- **TEXT PASSAGE**:
===
Hi Andy, no one has responded yet. I have had to downgrade the files and had to render them to check the recordings and have lost the advantage of having shot in 50p. I really hope someone replies soon. There are some settings suggestions abut Edius but unfortunately I am unable to run Edius on my I5 system. Maybe there is anther software which you can suggest which could do the jobe, thanks.

Andy Wilkinson
May 6th, 2013, 03:02 AM
Will Vegas 12 not handle 1080p50 on your i5 windows box? Very surprised at that - but I rarely use Vegas now so someone else will have to help as there will have been a lot of changes from my Vegas 9 to your 12.

By "downgrading" your files I hope you kept a copy of the originals in tact...

As I mentioned before, the best approach is always to do a few tests on a few short clips to optimise your workflow (and write down notes about your findings and all critical settings used).
===
(Stored data entries)
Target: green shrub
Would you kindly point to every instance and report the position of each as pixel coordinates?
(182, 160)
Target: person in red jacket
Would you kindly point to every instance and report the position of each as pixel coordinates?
===
- **SET TASK A**:
Format the entries as a numbered list, from the line with "Target: person in red jacket" through the last line of the entries, leaving out any blank lines.
- **SET TASK B**:
Resume the forum exchange about editing 50p footage from the point where it stops.
The forum discussion and the entries come from separate sources.

- **TASK ANSWER A**:
1. Target: person in red jacket
2. Would you kindly point to every instance and report the position of each as pixel coordinates?

- **TASK ANSWER B**:
Only once you have established what works best - lots of pixel peeping on the resulting very short test movies once they are rendered to your choosen viewing format - would I then consider throwing a huge project at your system....which is what 96GB sounds like to me!!!

That's why my YouTube Channel (AndyKWilkinson) has a quite a few "worthless" test films on it...a few of my TM900/Vegas test results are even public too...

I can't help with Edius as have no experience of it. No idea why it would not work on your i5 computer.

Mike Prendergast
May 6th, 2013, 07:04 AM
Riki, Here is the workflow i use with TM900 footage (i shoot 1080 60p) and Sony Vegas Pro 11:

1) Transcode the MTS files to AVI using Cineform. You can get a free copy of the software at GoPro.com
2) Open Vegas project with settings in attached image
3) Add AVI files to Vegas project. (AVI files will allow for smooth playback during editing)
4) Edit (disable smart re-sample on all clips)
5) Render with settings in attached image.
6) When you are finished with project editing, you can delete AVI files to save space. DO NOT delete the MTS files.



Hi Andy,
Following up on your suggestion I just returned from a long May day holiday and have shot around 96gb of video all in 1080/50p. Now would really appreciate if someone could guide me to the render settings in Sony Vegas Pro 12.
Also I am streaming from a Popcorn C300 to a Panny TV and that is the only way I will be watching the videos.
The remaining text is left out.